---------- DATA TO PROCESS

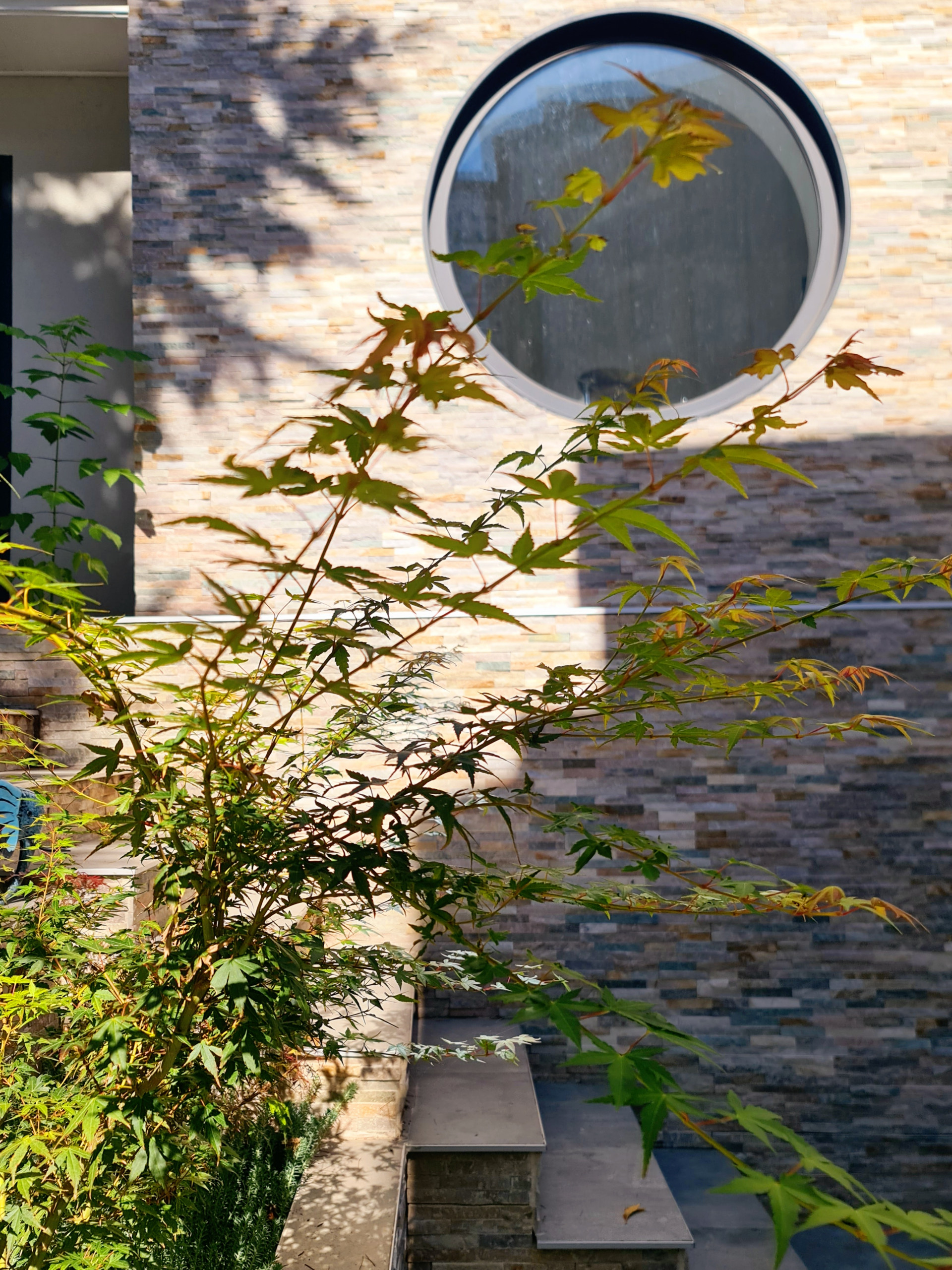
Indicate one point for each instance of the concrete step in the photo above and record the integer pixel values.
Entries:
(486, 1105)
(591, 1174)
(731, 1232)
(350, 1212)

--------------------

Retype all entries above verbatim; no pictures belong in the copy.

FINISHED TASK >>
Indicate one point for each instance of the concrete step in the photo above and record the integer pixel values.
Entries:
(486, 1105)
(591, 1174)
(731, 1232)
(350, 1212)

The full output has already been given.